● **Source extract**
***
The Beautiful Mrs. Seidenman (1986), by Andrzej Szczypiorski, is the most systematically proleptic novel I can remember encountering. By "proleptic," I mean one that continually tells you the ultimate fate of its characters while in the middle of stories about an earlier period in their lives. Many novels are proleptic to some extent. First-person narratives tip off the reader – unless they're very tricky – to at least the narrator's bare survival of their events. Prolepsis can provide a story hook, as in the famous opening of García Márquez' One Hundred Years of Solitude: "Many years later, as he faced the firing squad, Colonel Aureliano Buendía was to remember that distant afternoon when his father took him to discover ice." But rarely do you encounter a novel that is determined to tell the story of a particular epoch, all the while digressing to tell you what became of its characters many years later.
***
● **Dataset section**
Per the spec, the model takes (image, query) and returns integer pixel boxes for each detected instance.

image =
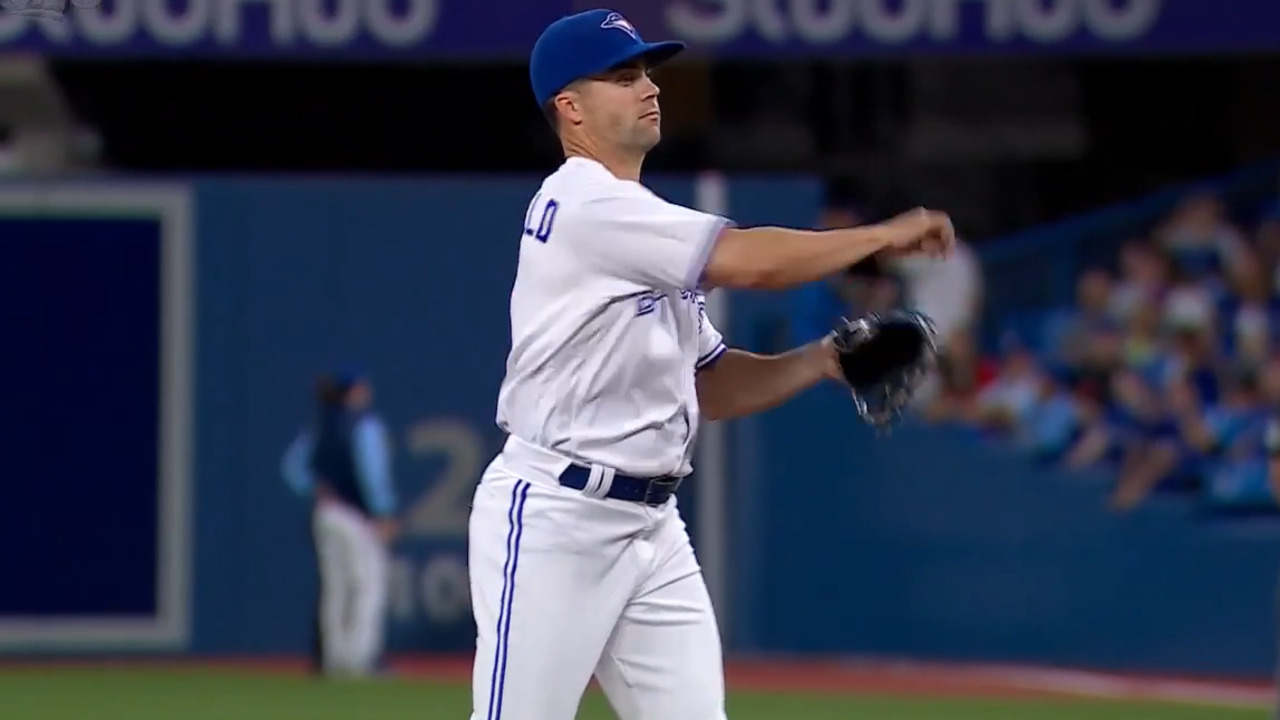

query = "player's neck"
[564,142,644,182]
***
● **Exercises**
a) According to the passage on The Beautiful Mrs. Seidenman, why are first-person narratives proleptic to some extent? Answer in one to three sentences.
b) Continue the passage on The Beautiful Mrs. Seidenman, beginning after its final sentence.

● **Answers to the exercise**
a) The passage explains that first-person narratives, unless they are very tricky, let the reader know that the narrator at least survives the events being told. They therefore reveal part of a character's later fate in advance.

b)
If digression is even the right word. Although most translations use a title equivalent to The Beautiful Mrs. Seidenman, the Polish title of Szczypiorski's novel is Początek, or "Beginning." The "end" of the plot proper would seem to take place in 1943, when Irma Seidenman is released by her Nazi captors, thanks to the intervention of a loose network of friends and acquaintances in occupied Warsaw. (There's no spoiler in telling you that, as you learn within a few pages that Mrs. Seidenman survives the war.) But though the story ends in 1943, the events of that year are only the beginning for the characters, the beginning of the rest of their lives. In several cases the rest of their life is very brief indeed; in others, that life will continue till the time of the novel's telling, in 1986. And as the perversity of life sometimes has it, the major historical dramas of 1943-44 influence some of those lives profoundly, while they seem to touch others not very much at all.

Irma Seidenman is Jewish, but in denial about her very identity. She lives outside the Ghetto under an assumed name as the widow of a Gentile officer, when in reality she's the widow of a Jewish doctor. But she is beautiful, as the translated titles suggest, and she inspires the sympathies of many a Polish male – and even of the ethnically German Müller, who has significant pull with the local Gestapo. At the end of a long chain of helpers, Müller eventually wins Irma's freedom.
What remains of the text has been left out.